Your goal
Print each entry verbatim.
· · · · · · ·
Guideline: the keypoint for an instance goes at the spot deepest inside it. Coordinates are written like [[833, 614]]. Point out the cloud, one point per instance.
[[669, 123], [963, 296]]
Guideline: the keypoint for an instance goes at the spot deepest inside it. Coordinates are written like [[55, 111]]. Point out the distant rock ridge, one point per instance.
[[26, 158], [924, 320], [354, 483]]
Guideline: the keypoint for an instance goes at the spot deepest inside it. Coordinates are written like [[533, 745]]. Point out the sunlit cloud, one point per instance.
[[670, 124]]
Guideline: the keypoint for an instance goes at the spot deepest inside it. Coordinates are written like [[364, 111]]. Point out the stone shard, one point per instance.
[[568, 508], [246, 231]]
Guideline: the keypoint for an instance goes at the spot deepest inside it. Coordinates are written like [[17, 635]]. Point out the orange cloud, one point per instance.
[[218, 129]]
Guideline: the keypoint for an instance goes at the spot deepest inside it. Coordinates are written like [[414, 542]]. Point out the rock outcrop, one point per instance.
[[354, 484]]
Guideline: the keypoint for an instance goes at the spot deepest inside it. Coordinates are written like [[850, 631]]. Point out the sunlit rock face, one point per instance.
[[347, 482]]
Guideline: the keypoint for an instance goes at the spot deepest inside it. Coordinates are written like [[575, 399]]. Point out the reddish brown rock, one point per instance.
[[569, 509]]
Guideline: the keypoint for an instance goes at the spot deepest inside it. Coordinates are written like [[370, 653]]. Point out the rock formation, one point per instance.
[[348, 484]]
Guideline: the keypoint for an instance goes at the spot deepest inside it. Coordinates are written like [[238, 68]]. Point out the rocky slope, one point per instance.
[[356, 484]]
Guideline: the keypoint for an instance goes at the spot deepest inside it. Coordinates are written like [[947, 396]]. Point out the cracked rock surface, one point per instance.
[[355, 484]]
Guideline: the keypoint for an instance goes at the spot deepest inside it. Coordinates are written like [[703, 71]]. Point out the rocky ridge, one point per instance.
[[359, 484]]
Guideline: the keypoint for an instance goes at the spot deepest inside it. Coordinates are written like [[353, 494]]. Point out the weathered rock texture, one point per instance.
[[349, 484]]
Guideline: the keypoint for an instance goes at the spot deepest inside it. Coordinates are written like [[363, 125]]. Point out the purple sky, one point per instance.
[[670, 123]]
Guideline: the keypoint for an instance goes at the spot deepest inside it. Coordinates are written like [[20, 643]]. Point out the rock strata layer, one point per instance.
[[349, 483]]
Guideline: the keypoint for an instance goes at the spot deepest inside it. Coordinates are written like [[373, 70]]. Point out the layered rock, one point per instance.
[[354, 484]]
· · · · · · ·
Solution to the exercise
Guideline: the keypoint for an instance goes at the spot deepest inside it. Coordinates are written like [[833, 614]]. Point out the cloud, one point per instance.
[[669, 123], [963, 296]]
Guideline: the keypoint for an instance goes at the spot deepest inside it. Coordinates are written like [[55, 111]]. Point out the distant rock ridge, one point per instance.
[[26, 158], [924, 320], [354, 483]]
Guideline: the keypoint for an instance goes at the spot deepest inside it. Coordinates are written like [[533, 745]]. Point out the sunlit cloud, one point per instance.
[[670, 124]]
Guideline: the keypoint for an instance goes at the spot deepest inside it. Coordinates are written like [[364, 111]]. Point out the stone shard, one point per instance.
[[568, 508], [246, 231]]
Guideline: the keypoint for an instance goes at the spot deepest inside it. Coordinates are written like [[17, 635]]. Point out the orange cloud, one point per instance.
[[218, 129]]
Guideline: the keypoint for an instance goes at the spot deepest inside it. Coordinates are written like [[414, 542]]. Point out the rock outcrop, one point per instance.
[[354, 484]]
Guideline: the keypoint for an instance goes at the spot deepest inside it. Coordinates are written like [[850, 631]]. Point out the sunlit rock face, one point per instance.
[[347, 482]]
Guideline: the keypoint for an instance goes at the spot deepest inside it. Coordinates are written like [[575, 399]]. Point out the reddish brown rock, one point per instance.
[[569, 509]]
Guideline: the keypoint for an instance goes at the spot deepest inside it. Coordinates are written like [[370, 653]]. Point out the rock formation, one point per instance.
[[348, 484]]
Guideline: the keypoint for an instance goes at the spot deepest inside it. Coordinates are written like [[238, 68]]. Point out the rocky slope, one point per instance.
[[356, 484]]
Guideline: the keypoint for an instance goes at the spot deepest inside it. Coordinates are written like [[947, 396]]. Point out the cracked rock surface, one point per instance.
[[355, 484]]
Guideline: the keypoint for an instance goes at the spot deepest inside it. Coordinates are written like [[703, 71]]. Point out the rocky ridge, one point per instance.
[[359, 484]]
Guideline: the keypoint for an instance goes at the spot deepest inside it. Coordinates are written like [[353, 494]]. Point out the weathered rock texture, one point per instance.
[[349, 484]]
Guideline: the keypoint for an instance goes at the spot deepest inside it. Coordinates are written like [[363, 125]]. Point out the purple sky, one point per instance.
[[670, 123]]
Guideline: the keypoint for an instance goes at the spot deepest inside it. Coordinates are written like [[20, 643]]. Point out the rock strata layer, one point per instance.
[[349, 483]]
Guideline: the keypoint for an instance goes at the spot deepest inside it. Coordinates are written like [[373, 70]]. Point out the layered rock, one point per instance.
[[354, 484]]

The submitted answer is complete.